[PROBLEM 1]:
In the blog post on abuse in public schools, how many cases did the Associated Press investigation find?
[PROBLEM 2]:
Please carry the blog post on abuse in public schools forward from its last sentence.

[EXCERPTED PASSAGE]:
Sunday, October 21, 2007

The Other Shoe Drops

One of the criticisms aimed at the Mass Market Media during the blowup over the priestly abuse scandal was the underreporting of similar instances of abuse among public school teachers. (I post this here to help illustrate that this is a much larger problem than just celibate priests.)

The Lima News runs a feature article from the AP this morning on the widescale impact that sexual misconduct has in our nation's public schools. (Link is to the AP article.)

An Associated Press investigation found more than 2,500 cases over five years in which educators were punished for actions from bizarre to sadistic.
There are 3 million public school teachers nationwide, most devoted to their work. Yet the number of abusive educators - nearly three for every school day - speaks to a much larger problem in a system that is stacked against victims.
Most of the abuse never gets reported. Those cases reported often end with no action. Cases investigated sometimes can't be proven, and many abusers have several victims.
And no one - not the schools, not the courts, not the state or federal governments - has found a surefire way to keep molesting teachers out of classrooms.


...snip...

The findings draw obvious comparisons to sex abuse scandals in other institutions, among them the Roman Catholic Church. A review by America's Catholic bishops found that about 4,400 of 110,000 priests were accused of molesting minors from 1950 through 2002.

[Dataset entries]
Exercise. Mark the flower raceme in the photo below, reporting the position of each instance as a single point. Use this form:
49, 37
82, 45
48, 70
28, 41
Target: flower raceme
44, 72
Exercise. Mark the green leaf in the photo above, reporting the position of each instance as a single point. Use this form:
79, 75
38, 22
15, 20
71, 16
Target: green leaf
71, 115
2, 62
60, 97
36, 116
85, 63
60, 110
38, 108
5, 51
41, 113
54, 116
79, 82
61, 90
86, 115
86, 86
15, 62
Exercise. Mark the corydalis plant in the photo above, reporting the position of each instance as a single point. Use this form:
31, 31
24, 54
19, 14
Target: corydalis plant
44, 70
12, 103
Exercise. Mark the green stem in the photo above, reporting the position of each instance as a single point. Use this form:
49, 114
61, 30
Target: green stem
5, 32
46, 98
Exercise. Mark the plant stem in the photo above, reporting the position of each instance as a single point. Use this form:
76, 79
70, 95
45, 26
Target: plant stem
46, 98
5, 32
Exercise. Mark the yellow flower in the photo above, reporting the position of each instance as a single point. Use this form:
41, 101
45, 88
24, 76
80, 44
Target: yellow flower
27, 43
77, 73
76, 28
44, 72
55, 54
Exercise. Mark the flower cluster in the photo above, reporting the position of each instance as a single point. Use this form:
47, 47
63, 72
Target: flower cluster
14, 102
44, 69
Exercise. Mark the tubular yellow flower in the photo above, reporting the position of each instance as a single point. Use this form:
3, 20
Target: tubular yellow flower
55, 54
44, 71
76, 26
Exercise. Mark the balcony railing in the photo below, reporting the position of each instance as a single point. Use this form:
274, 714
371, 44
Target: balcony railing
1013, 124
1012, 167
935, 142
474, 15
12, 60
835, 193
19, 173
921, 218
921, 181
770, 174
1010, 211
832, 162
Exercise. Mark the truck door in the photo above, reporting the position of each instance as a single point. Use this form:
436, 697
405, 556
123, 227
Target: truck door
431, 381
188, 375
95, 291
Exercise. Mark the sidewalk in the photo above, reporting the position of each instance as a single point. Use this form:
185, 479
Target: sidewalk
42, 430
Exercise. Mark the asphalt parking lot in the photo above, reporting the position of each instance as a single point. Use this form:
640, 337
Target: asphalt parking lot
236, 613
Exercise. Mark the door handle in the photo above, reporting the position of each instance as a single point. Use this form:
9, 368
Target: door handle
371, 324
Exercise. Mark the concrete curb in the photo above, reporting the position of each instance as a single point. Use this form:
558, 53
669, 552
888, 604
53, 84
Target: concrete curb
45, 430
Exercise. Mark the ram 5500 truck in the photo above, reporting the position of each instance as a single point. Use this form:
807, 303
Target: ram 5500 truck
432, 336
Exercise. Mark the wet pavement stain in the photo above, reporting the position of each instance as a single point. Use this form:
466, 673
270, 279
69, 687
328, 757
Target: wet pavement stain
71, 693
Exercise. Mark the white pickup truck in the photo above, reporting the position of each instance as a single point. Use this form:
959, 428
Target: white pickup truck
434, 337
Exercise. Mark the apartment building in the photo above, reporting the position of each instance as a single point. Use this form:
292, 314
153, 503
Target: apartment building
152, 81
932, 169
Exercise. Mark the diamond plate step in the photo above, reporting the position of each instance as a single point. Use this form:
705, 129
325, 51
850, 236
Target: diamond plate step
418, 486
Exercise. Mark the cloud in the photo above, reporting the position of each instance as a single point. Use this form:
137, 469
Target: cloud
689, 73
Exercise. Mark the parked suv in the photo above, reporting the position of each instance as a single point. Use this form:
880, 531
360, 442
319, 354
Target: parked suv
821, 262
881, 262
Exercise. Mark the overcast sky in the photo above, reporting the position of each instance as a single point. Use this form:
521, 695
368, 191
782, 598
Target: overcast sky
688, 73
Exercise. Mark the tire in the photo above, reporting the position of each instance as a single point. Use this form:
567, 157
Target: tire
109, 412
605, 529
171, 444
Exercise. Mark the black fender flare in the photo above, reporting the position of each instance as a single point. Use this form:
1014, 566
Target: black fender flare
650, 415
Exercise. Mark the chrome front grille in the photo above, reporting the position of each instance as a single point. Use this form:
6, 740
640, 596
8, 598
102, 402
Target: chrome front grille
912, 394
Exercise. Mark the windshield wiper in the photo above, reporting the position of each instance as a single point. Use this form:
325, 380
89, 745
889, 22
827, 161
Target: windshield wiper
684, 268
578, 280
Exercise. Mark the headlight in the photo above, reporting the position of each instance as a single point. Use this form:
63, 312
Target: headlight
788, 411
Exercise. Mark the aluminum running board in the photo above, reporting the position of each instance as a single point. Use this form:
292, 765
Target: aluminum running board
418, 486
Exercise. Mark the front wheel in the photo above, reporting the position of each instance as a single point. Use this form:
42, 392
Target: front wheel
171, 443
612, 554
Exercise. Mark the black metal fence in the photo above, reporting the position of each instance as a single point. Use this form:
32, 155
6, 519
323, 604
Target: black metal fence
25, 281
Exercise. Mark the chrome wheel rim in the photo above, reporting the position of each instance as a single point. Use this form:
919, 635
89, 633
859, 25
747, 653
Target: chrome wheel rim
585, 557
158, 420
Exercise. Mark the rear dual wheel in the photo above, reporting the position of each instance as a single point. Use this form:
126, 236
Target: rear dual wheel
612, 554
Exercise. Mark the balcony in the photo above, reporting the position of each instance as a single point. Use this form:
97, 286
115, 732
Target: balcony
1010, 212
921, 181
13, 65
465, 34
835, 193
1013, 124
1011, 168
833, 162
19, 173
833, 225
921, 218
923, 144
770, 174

[EXPECTED OUTPUT 1]:
More than 2,500 cases over five years.

[EXPECTED OUTPUT 2]:
Clergy abuse is part of the national consciousness after a string of highly publicized cases. But until now, there's been little sense of the extent of educator abuse.
Beyond the horror of individual crimes, the larger shame is that the institutions that govern education have only sporadically addressed a problem that's been apparent for years.

2 comments:

uncle jim said...

and the other under-reported ones are the other denominations and religious groups - they all have many male staff [as well as female, I suppose] who are guilty of the same misbehaviors and crimes - perhaps prosecuted? but seldom reported on [me thinks].

Adoro said...

Other religions actually have MORE abuse because there is no accountability.

I read the whole article about the issue in public schools, and it just makes me sick.

When I was in college, I worked in a psych hospital for children and adolescents, and about 98-100% of them had been sexually abused.

Some of the kids were there because they were caught...as abusers. And you would not believe their agony.